Given data START

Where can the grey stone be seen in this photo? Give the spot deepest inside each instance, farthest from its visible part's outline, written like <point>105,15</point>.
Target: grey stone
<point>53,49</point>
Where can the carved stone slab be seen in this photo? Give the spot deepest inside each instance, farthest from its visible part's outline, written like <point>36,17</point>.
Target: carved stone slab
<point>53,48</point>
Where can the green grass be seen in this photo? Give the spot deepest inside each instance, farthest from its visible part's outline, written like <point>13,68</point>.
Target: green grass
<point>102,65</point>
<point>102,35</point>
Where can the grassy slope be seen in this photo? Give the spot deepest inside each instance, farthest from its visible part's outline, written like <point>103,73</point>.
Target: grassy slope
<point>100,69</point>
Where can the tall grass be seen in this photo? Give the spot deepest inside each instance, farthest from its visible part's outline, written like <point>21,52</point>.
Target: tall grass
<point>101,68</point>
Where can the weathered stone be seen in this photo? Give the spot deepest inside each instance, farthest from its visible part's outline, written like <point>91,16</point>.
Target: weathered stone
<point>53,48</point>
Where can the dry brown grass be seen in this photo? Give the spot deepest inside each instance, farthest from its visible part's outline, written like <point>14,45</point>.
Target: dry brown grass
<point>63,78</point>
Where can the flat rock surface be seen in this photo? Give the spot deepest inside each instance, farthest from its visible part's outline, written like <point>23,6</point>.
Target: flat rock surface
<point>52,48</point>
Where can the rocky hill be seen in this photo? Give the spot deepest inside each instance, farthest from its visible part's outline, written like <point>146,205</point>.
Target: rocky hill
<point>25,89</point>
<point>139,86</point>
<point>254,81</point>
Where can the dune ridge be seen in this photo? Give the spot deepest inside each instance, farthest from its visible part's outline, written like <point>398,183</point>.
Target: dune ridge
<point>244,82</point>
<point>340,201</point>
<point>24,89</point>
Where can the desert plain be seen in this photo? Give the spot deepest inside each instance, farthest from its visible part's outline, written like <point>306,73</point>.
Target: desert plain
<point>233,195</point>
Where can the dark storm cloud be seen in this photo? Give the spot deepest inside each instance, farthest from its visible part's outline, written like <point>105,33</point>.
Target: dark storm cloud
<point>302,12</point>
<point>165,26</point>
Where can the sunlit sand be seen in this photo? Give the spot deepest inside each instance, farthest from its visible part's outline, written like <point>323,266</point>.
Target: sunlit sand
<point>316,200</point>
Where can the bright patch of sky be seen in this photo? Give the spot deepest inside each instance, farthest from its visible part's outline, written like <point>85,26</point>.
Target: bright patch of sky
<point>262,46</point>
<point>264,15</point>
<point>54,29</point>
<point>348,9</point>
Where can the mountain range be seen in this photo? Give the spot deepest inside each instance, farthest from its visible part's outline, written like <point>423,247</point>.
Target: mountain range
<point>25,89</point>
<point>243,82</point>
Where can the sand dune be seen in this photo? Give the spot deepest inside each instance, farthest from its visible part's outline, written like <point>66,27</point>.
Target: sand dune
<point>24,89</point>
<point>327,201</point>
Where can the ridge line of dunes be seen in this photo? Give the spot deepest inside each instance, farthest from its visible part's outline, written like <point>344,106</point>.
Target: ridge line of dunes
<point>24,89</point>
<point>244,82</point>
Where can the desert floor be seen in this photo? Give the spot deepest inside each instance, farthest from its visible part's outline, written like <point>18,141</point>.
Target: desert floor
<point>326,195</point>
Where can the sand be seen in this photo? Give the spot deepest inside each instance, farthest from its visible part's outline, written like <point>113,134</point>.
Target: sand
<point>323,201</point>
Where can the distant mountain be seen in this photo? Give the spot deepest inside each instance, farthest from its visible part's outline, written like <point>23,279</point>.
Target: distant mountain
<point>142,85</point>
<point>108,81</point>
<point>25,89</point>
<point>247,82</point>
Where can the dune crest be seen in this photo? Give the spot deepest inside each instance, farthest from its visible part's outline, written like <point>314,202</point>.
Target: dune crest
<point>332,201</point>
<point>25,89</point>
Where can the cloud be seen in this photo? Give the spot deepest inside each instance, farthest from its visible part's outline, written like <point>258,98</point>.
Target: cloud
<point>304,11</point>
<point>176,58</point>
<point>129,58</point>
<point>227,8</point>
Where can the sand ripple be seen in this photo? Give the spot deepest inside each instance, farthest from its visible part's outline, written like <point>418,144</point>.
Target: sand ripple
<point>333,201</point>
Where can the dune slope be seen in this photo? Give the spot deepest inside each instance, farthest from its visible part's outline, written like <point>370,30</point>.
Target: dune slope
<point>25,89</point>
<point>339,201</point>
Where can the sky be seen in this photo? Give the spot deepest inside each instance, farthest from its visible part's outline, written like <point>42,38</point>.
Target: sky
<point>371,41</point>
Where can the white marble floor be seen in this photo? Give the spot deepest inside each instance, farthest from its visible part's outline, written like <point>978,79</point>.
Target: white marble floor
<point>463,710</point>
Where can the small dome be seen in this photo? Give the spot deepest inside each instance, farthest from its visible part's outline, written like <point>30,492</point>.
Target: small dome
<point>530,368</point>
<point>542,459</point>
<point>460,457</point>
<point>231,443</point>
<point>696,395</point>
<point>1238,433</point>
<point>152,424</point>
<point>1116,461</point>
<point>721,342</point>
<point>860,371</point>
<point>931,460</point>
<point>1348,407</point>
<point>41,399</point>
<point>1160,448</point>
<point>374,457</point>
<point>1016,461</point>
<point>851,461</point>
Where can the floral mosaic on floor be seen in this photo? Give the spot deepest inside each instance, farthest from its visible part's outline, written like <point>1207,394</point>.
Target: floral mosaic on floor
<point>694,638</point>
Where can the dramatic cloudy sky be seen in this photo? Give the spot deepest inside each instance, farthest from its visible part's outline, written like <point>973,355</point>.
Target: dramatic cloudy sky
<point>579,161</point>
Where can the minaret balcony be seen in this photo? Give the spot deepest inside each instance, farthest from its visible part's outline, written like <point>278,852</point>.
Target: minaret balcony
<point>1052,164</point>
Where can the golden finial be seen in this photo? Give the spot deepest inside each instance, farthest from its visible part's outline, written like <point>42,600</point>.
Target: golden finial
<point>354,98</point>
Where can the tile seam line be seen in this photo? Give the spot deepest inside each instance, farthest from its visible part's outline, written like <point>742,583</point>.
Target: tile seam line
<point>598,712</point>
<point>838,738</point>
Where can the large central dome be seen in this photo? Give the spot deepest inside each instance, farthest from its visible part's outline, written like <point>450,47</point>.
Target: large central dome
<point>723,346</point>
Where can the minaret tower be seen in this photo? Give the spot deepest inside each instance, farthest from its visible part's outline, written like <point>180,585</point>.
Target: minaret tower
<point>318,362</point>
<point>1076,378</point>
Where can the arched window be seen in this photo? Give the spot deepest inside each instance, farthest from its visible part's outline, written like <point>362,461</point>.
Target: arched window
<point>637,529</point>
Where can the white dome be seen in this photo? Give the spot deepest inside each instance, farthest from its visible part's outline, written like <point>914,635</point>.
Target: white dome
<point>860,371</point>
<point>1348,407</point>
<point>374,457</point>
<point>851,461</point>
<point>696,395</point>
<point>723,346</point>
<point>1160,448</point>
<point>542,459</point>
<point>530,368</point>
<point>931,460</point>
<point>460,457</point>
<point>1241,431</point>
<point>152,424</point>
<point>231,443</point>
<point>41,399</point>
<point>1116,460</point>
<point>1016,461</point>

Given data END

● **What the exercise asks**:
Send back every record, precisely as written.

● **Response to this exercise**:
Where can the grey stone be seen in this photo? Give the spot deepest inside each instance, farthest from its visible part's outline, written like <point>105,15</point>.
Target: grey stone
<point>53,49</point>
Where can the carved stone slab be seen in this photo? Give the spot deepest inside each instance, farthest from its visible part's outline, written like <point>36,17</point>.
Target: carved stone slab
<point>53,48</point>
Where can the green grass be seen in this photo? Give the spot deepest inside each instance, farthest from its visible part's outline, written like <point>13,68</point>.
Target: green grass
<point>102,65</point>
<point>102,35</point>
Where can the grassy slope be seen in this photo? Give the spot deepest inside each instance, farthest from its visible part's outline, written like <point>103,73</point>.
Target: grassy slope
<point>100,69</point>
Where can the tall grass be seen in this photo? Give the spot deepest inside each instance, farthest from its visible part's outline, written like <point>21,52</point>.
Target: tall grass
<point>101,68</point>
Where can the weathered stone be seen in this photo? Give the spot deepest inside each instance, farthest from its visible part's outline, written like <point>91,16</point>.
Target: weathered stone
<point>53,48</point>
Where can the dry brown grass be seen in this photo? Give the spot deepest inside each instance, farthest from its visible part's outline, written like <point>14,45</point>.
Target: dry brown grass
<point>63,78</point>
Where can the flat rock surface be seen in this photo? Give the spot deepest inside each instance, farthest from its visible part's outline, written like <point>23,6</point>.
Target: flat rock surface
<point>52,48</point>
Where can the rocky hill be seen in this photo? Give the spot deepest inside each instance, farthest from its visible part's outline, written like <point>146,205</point>.
Target: rocky hill
<point>25,89</point>
<point>139,86</point>
<point>254,81</point>
Where can the dune ridge be seen in this photo? Give the spot deepest inside each instance, farthest from its visible part's outline, written like <point>398,183</point>.
Target: dune ridge
<point>244,82</point>
<point>340,201</point>
<point>24,89</point>
Where can the desert plain be seen in this photo? Give the spot deepest inside each instance, farthest from its visible part's outline, written like <point>306,73</point>.
Target: desert plain
<point>233,195</point>
Where can the dark storm cloud be seen in this photo? Give the spot deepest inside each instance, farthest from its visible part's outline, written like <point>105,33</point>.
Target: dark storm cloud
<point>302,12</point>
<point>165,26</point>
Where can the sunlit sand be seen in this photo? Give the spot deepest inside each instance, farthest from its visible part's outline, written like <point>323,266</point>.
Target: sunlit sand
<point>316,200</point>
Where can the bright patch of sky be seen in this photo? Give the spot deepest inside each instance, farthest from its visible part's outline, written like <point>85,26</point>.
Target: bright patch of sky
<point>262,46</point>
<point>264,15</point>
<point>54,29</point>
<point>348,9</point>
Where can the mountain range be seen in this photo? Give the spot deepest inside each instance, farthest from its visible part's outline, written like <point>423,247</point>.
Target: mountain range
<point>25,89</point>
<point>243,82</point>
Where can the sand dune be seen in this photo? Give the spot deepest inside each instance, farthest from its visible part's outline, written like <point>66,27</point>.
Target: sand dune
<point>24,89</point>
<point>327,201</point>
Where can the ridge line of dunes be seen in this photo? Give the spot deepest inside each instance, farthest from its visible part's outline, written like <point>344,106</point>.
Target: ridge line of dunes
<point>24,89</point>
<point>244,82</point>
Where can the desert floor be seen in this photo? Give the spot deepest inside each instance, farthest from its visible part's outline, written like <point>18,141</point>.
Target: desert floor
<point>326,195</point>
Where can the sand be seen in this photo? Give the spot deepest inside each instance, farthest from its visible part's outline, written like <point>113,134</point>.
Target: sand
<point>323,201</point>
Where can the distant mountain be seen in this photo? Give the spot deepest inside each instance, farthest from its visible part's outline, written like <point>23,279</point>.
Target: distant mountain
<point>142,85</point>
<point>108,81</point>
<point>25,89</point>
<point>247,82</point>
Where can the dune crest be seen in this photo? Give the spot deepest inside each instance, farthest from its visible part's outline, written like <point>314,202</point>.
Target: dune crest
<point>332,201</point>
<point>25,89</point>
Where can the cloud be seen in this photo? Give the spot deepest inside each instance, farthest from its visible part's outline, written like <point>258,98</point>.
Target: cloud
<point>304,11</point>
<point>176,58</point>
<point>129,58</point>
<point>227,8</point>
Where can the sand ripple be seen in this photo? Give the spot deepest inside each instance, farthest from its visible part's outline, written like <point>418,144</point>.
Target: sand ripple
<point>333,201</point>
Where can the dune slope be seen in this photo? Give the spot deepest inside each instance, farthest from its visible part's outline, written like <point>370,30</point>.
Target: dune slope
<point>25,89</point>
<point>339,201</point>
Where can the sky be seen in this photo? Give the spot deepest inside each instance, farthest from its visible part's outline, written like <point>42,38</point>.
Target: sky
<point>371,41</point>
Where can the white marble floor be seen in this photo? Give the spot deepest inside each instance, farthest from its visible part's outline, written like <point>978,79</point>.
Target: white marble floor
<point>463,710</point>
Where can the small dome be seen in this photo? Give the spot deepest inside each instance, farthest from its visible part's outline, written like <point>30,492</point>.
Target: small dome
<point>530,368</point>
<point>542,459</point>
<point>460,457</point>
<point>231,443</point>
<point>696,395</point>
<point>1238,433</point>
<point>152,424</point>
<point>1116,461</point>
<point>721,342</point>
<point>860,371</point>
<point>931,460</point>
<point>1348,407</point>
<point>41,399</point>
<point>1160,448</point>
<point>374,457</point>
<point>1016,461</point>
<point>851,461</point>
Where can the floral mosaic on floor be seen in this photo? Give the spot deepest inside each instance, farthest from its visible part's outline, written like <point>1207,394</point>.
Target: floral mosaic on floor
<point>694,638</point>
Where can the dramatic cloudy sky be seen in this photo? Give the spot deepest inside each instance, farthest from its visible part's outline, written like <point>973,355</point>.
Target: dramatic cloudy sky
<point>579,161</point>
Where can the minaret balcony be seen in this photo? Give the spot deepest inside each instance, farthest from its visible part's outline, written like <point>278,852</point>.
Target: minaret balcony
<point>1052,164</point>
Where can the golden finial be seen in this photo? Give the spot deepest inside each instance, farthest from its visible part's outline, written like <point>42,600</point>.
Target: golden finial
<point>354,98</point>
Where can the tile seam line be seen in this photo? Give the spot deepest inside each instance, farthest from its visible part's outline, written like <point>742,583</point>.
Target: tile seam line
<point>598,712</point>
<point>838,738</point>
Where can the large central dome be seen in this photo? Give the spot deepest inside each instance, farthest from its visible part's outline, written like <point>450,47</point>.
Target: large central dome
<point>723,346</point>
Where can the minaret tower be seen in this photo? Give the spot deepest inside each instance, farthest from its visible part's outline, written like <point>180,585</point>.
Target: minaret tower
<point>318,362</point>
<point>1076,378</point>
Where can the arched window be seen in this photo? Give the spot deepest inside each instance, farthest from its visible part's outline, written like <point>362,461</point>.
Target: arched window
<point>637,529</point>
Where can the white dome be seen in this photo? Give the spot deepest inside each instance, farthest from its visible part's outline, written like <point>914,635</point>.
Target: white dome
<point>860,371</point>
<point>1348,407</point>
<point>374,457</point>
<point>851,461</point>
<point>696,395</point>
<point>723,346</point>
<point>1160,448</point>
<point>542,459</point>
<point>530,368</point>
<point>931,460</point>
<point>460,457</point>
<point>1241,431</point>
<point>152,424</point>
<point>231,443</point>
<point>41,399</point>
<point>1116,460</point>
<point>1016,461</point>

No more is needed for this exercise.